===== Working data

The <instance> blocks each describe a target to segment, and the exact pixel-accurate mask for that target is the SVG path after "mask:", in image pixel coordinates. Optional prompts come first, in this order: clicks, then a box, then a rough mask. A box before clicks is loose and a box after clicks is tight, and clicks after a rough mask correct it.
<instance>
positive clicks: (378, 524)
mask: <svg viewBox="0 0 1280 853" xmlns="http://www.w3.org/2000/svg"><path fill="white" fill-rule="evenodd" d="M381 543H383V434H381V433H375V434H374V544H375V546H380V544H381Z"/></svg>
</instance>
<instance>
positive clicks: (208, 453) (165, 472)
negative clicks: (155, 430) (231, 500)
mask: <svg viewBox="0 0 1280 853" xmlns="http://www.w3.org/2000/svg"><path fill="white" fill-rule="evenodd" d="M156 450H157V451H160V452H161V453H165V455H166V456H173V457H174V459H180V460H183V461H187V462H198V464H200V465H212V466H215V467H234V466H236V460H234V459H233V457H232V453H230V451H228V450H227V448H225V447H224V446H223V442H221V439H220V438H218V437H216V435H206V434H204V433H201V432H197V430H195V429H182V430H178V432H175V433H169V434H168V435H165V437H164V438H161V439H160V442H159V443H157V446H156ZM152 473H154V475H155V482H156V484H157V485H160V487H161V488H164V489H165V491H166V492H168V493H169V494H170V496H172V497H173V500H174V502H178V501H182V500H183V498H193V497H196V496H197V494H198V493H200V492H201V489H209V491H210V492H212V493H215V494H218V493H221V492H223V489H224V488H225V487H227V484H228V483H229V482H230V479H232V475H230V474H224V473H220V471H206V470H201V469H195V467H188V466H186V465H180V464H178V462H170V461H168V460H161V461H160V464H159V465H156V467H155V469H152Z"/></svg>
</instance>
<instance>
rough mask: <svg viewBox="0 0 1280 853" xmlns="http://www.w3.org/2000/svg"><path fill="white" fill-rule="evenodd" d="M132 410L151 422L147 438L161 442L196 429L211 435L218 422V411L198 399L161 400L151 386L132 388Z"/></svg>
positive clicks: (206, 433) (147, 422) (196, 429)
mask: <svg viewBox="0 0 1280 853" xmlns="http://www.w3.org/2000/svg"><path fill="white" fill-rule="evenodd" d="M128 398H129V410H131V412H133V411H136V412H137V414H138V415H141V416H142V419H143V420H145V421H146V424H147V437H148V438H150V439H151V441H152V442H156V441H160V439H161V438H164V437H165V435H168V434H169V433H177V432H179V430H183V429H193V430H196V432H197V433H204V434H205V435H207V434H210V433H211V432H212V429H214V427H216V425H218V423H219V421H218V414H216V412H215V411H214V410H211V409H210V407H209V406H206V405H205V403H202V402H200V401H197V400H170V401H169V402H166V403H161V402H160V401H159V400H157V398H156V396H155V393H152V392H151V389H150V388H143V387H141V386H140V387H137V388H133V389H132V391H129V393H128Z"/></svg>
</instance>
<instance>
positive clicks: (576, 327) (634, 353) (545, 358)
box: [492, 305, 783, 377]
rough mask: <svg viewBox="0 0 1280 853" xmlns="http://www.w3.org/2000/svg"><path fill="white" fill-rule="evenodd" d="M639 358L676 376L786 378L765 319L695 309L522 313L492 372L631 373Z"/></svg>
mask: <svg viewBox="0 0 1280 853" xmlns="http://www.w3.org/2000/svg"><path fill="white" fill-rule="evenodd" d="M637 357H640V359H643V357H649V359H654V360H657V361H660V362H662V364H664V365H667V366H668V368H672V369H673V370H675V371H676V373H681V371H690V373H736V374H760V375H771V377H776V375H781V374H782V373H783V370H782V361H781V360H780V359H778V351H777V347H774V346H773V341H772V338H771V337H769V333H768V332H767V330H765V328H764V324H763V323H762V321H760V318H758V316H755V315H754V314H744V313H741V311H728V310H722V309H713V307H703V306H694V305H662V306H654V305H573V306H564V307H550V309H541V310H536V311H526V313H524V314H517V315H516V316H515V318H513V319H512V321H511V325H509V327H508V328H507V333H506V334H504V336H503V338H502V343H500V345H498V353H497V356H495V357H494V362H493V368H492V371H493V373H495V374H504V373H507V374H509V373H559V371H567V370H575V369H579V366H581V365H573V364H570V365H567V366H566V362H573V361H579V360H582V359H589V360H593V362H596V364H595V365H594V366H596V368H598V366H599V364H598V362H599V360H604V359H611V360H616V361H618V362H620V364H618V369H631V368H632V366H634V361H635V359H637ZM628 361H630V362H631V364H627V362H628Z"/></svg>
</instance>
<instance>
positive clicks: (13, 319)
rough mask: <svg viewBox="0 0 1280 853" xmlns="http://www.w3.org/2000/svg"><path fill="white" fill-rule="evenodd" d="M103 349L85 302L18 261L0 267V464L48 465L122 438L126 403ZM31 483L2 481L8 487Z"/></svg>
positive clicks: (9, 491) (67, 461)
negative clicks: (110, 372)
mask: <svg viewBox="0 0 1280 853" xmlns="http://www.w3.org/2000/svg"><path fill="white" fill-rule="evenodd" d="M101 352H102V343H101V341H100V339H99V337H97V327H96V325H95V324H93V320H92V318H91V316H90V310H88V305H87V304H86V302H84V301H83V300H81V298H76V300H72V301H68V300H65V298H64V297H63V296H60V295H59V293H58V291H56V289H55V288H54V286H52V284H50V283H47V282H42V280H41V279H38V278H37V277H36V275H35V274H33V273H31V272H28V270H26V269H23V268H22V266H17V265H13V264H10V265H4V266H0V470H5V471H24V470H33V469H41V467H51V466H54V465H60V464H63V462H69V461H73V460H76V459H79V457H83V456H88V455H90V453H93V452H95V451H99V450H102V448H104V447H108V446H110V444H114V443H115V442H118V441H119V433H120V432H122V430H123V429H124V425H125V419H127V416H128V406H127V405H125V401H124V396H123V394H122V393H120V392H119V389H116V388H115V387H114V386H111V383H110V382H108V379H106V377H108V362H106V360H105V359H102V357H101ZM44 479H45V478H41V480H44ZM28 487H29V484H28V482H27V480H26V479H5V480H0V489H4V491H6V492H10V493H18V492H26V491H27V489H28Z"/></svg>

==========
===== Working data

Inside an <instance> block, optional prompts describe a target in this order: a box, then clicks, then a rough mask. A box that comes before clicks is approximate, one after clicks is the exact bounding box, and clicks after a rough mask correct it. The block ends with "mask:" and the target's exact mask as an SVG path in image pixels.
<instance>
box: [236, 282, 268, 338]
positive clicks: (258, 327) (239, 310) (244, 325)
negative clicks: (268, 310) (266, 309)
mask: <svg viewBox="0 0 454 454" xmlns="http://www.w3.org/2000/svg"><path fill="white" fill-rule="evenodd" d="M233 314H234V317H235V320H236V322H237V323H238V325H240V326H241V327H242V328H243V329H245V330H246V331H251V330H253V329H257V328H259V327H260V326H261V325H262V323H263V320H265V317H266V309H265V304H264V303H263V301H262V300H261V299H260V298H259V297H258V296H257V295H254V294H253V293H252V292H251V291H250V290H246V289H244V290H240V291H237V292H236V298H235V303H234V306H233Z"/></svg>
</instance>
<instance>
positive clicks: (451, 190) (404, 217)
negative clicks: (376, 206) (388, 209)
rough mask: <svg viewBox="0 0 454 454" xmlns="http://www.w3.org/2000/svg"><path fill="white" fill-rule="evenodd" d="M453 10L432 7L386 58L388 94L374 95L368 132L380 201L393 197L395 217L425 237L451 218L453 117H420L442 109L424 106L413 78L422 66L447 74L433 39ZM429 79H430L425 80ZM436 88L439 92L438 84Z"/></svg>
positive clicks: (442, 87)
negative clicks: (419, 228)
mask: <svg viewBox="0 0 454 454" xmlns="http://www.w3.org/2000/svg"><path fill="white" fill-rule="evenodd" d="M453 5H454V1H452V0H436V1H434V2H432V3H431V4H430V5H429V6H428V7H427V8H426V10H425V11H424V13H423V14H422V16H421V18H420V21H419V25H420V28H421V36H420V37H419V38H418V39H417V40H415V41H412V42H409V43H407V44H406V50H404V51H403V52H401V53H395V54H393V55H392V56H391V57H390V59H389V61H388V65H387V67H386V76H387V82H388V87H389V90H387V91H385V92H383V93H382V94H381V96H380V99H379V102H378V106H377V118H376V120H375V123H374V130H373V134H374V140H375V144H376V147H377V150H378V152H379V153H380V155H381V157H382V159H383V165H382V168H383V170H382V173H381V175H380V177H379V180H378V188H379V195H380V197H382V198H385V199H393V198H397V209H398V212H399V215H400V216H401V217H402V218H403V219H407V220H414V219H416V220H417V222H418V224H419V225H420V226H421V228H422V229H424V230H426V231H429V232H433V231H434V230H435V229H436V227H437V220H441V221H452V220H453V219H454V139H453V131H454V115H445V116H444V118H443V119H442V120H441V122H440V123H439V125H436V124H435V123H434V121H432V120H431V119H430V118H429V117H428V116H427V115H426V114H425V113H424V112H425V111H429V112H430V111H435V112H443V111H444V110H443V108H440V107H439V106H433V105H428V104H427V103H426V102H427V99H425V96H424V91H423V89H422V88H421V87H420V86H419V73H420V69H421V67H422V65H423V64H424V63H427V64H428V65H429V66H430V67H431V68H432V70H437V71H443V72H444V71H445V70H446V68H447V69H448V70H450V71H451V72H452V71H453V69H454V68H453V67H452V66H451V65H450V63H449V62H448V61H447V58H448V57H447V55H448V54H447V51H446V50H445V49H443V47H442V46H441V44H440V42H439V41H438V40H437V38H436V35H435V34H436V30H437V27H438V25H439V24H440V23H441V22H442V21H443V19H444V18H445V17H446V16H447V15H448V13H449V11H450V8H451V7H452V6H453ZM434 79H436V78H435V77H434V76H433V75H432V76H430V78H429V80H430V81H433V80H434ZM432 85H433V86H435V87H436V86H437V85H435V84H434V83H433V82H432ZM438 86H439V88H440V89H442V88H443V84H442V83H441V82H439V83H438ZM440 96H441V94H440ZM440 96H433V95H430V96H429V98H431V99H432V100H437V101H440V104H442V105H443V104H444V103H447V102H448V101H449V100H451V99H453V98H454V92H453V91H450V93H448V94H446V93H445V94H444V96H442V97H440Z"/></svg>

==========

Problem details:
Filter the entries above down to the lines containing the word "prompts", and copy each such line unchanged.

Solution to this problem:
The <instance> blocks each describe a target to segment, and the exact pixel-accurate mask for that target is the SVG path after "mask:", in image pixel coordinates. Optional prompts come first, in this order: clicks, then a box, then a rough mask. A box before clicks is loose and a box after clicks is tight, and clicks after a rough mask correct it.
Inside an <instance> block, optional prompts describe a target in this order: a box, then clicks, then a rough mask. A box that comes before clicks is approximate, one after clicks is the exact bounding box, and clicks after a rough mask correct it. The block ends with "mask:" and the target's exact mask as an SVG path in image pixels.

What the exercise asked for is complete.